§ **Job**
Return every one of the items below word for word, changing nothing.

§ **Records supplied**
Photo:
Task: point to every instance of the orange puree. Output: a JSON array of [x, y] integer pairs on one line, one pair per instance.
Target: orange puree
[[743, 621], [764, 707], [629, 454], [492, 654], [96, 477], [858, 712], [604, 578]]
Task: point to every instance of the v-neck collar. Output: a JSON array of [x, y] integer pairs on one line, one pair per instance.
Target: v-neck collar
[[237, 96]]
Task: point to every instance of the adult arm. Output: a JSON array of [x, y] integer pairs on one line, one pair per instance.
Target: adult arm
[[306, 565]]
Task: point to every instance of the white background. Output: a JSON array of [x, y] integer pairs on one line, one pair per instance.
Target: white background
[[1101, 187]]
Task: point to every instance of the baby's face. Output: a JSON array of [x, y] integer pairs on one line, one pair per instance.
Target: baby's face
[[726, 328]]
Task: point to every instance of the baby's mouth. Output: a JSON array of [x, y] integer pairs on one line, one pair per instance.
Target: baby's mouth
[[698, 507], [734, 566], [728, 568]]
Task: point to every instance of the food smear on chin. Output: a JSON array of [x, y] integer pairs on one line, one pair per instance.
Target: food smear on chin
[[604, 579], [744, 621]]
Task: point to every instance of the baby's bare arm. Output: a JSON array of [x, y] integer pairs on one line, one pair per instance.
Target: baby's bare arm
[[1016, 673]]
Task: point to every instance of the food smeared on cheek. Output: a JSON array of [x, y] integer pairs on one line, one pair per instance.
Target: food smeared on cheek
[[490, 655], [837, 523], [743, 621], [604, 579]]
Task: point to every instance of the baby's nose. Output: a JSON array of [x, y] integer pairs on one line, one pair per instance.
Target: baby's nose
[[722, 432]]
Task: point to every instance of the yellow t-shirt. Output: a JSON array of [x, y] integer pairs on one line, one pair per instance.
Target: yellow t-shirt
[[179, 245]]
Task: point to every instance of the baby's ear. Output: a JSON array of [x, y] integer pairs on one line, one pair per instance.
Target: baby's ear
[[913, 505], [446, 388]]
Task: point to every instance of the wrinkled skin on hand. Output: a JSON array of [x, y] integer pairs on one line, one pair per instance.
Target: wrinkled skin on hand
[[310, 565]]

§ **Answer for this exercise**
Photo:
Task: point to every instance of the orange puree. Output: a JSON array of [x, y] integer pairs on one line, one pair per instance.
Target: orange puree
[[743, 621], [764, 707], [629, 454], [492, 654], [96, 477], [858, 712], [604, 578]]
Task: point to every instance of the v-neck collar. Output: a JSON array of [x, y] integer pairs on one line, one pair per instance.
Target: v-neck collar
[[237, 96]]
Task: point to every instance of the adult arm. Output: a JSON array of [x, y] integer pairs on one line, one pair per instance.
Target: adult arm
[[306, 565]]
Task: point to every instance of the white background. Output: a JSON array of [x, y] integer pairs on one line, one pair per instance.
Target: white background
[[1101, 187]]
Task: point to every instance of the baby's face. Output: a JSON array of [x, y] integer pairs on one line, one pair per instance.
Target: baby's face
[[726, 328]]
Task: point to every instance of the baby's mouth. Output: a JSON array of [x, y] integer pairs on one line, one pair per instance.
Target: baby's mouth
[[698, 507], [734, 566], [728, 568]]
Task: point to every instance of the food smear on chin. Output: a JSON array of [x, y] integer pairs on one line, one pair per instance.
Target: food smear on chin
[[604, 579], [744, 621]]
Task: point to every instance of the baby's bare arm. Output: a JSON array of [x, y] integer pairs on one line, one pair per instance.
Target: baby's bare arm
[[1016, 673]]
Task: point to every instance of the food smeared on cheek. Output: a JSON array of [x, y] integer pairs on one line, one pair per instance.
Target: food smeared on cheek
[[490, 655], [837, 523], [743, 621], [604, 579]]
Task: point to every instance of the baby's nose. Output: a JSON array of [x, y] integer pairs on one line, one pair per instance.
Target: baby's nose
[[722, 432]]
Task: point to every instance of the yellow t-shirt. Output: a JSON array of [x, y] integer pairs on one line, one pair per instance.
Target: yellow t-shirt
[[179, 245]]
Task: point to every instance of the baby's ear. Output: a JSON array of [x, y] integer pairs on one line, one pair per instance.
Target: baby's ear
[[913, 505], [446, 388]]
Task: point to every instance of the wrinkled skin on hand. Output: a JSON array of [x, y] integer pairs on one line, one pair per instance.
Target: wrinkled skin on hand
[[310, 565]]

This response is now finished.